What is required: Rewrite the forum thread below from "What‘s the deal" to "without the copy.", inclusive, putting "second copy" in place of "extra copy".

Passage provided:
____
What‘s the deal with the examples of serving arrow data over HTTP? That should be fairly easy to do. Has no-one attempted this?

rdavis120 · April 20, 2024, 10:55am

I was able to serve arrow by writing the table to an io buffer; I’m not sure if it could be done without having that extra copy. It would be great if you could stream it without the copy.

You can consume arrow by passing the response into the Arrow.Table(bytes::Vector{UInt8} function.

I was not able to serve parquet for my dataset because Parquet.write didn’t support DateTime types.

GeorgeGkountouras · April 20, 2024, 1:28pm

According to the docs Arrow.Stream("a_file") uses mmap (only the first time? on every read?). Is that correct?

Can CxxWrap.jl be used to call the Arrow reference implementation?

simsurace · April 20, 2024, 1:45pm

Writing to an IOBuffer seems like the way to go, I think that’s how I did it in the past. The additional copy you mention seems hard to avoid if the table is not already a memory-mapped or in-memory arrow table? Or maybe I’m misunderstanding you. Usually the tables you serve via http will be some Tables.jl table that was generated in Julia that first needs to be serialized to a byte vector by Arrow.jl. That seems to be exactly what a reusable IOBuffer that is emptied when sending the table over the network is designed for.

I think it would be nice to submit a complete example to arrow-experiments/http/get_simple at main · apache/arrow-experiments · GitHub. I can try to write one up unless somebody wants to go first.

rongcuid · April 20, 2024, 3:54pm

I don’t remember, please don’t ask for more details. It’s last year and I decided the switch with good reasons.

simsurace · April 20, 2024, 6:25pm

I started writing a Julia example here. The server does not yet work for the full size example (100 million rows) because it triggers some libuv issue. I need to figure out why. I also only tested against Python client and server.

Feel free to post suggestions/comments in the PR.

TheLateKronos · April 24, 2024, 11:24am

I want to plug the JuliaPackageComparisons page on FileIO. The current content is more or less something I threw together in a couple of afternoons, but still I think it is a rather good resource for an overview of the file IO landscape in julia. PRs are very welcome - I have only used a small fraction of the packages, but written all the content

simsurace · May 1, 2024, 10:05am

The Julia implementation I started at Add Julia example [WIP] by simsurace · Pull Request #29 · apache/arrow-experiments · GitHub seems to be functional, but seems to be less performant than other implementations. Let’s discuss optimization in another thread.
____
Extracted data:
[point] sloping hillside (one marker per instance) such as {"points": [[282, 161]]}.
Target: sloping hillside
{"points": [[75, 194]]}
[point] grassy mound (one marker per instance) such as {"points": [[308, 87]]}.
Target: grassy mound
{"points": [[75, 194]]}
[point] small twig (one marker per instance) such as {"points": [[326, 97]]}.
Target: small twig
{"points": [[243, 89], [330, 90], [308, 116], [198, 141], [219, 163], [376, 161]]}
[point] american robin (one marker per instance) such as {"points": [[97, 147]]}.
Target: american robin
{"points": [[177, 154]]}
____
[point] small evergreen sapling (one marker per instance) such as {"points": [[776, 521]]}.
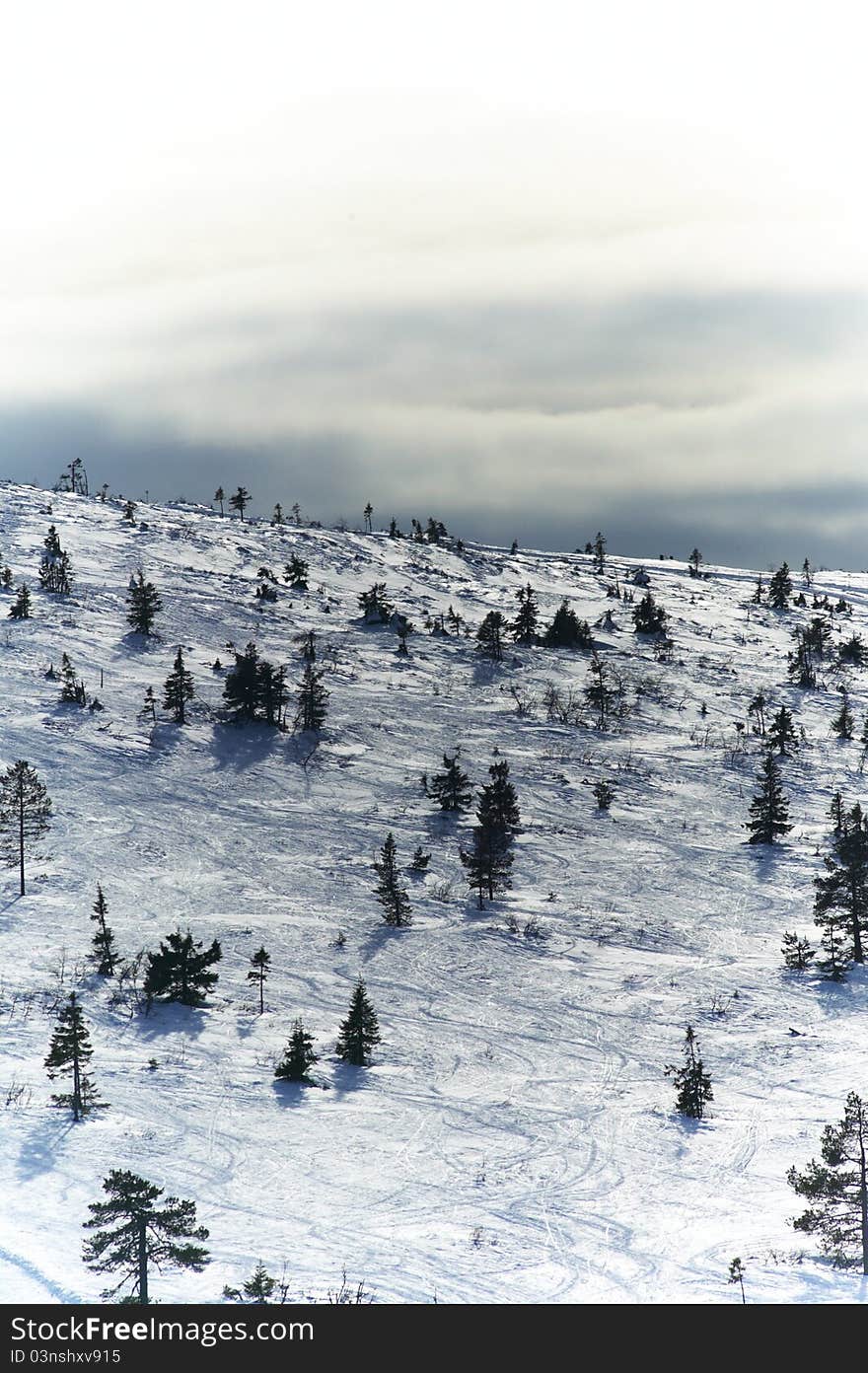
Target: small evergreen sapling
____
Complete response:
What‘s the deal with the examples of serving arrow data over HTTP? That should be fairly easy to do. Has no-one attempted this?

rdavis120 · April 20, 2024, 10:55am

I was able to serve arrow by writing the table to an io buffer; I’m not sure if it could be done without having that second copy. It would be great if you could stream it without the copy.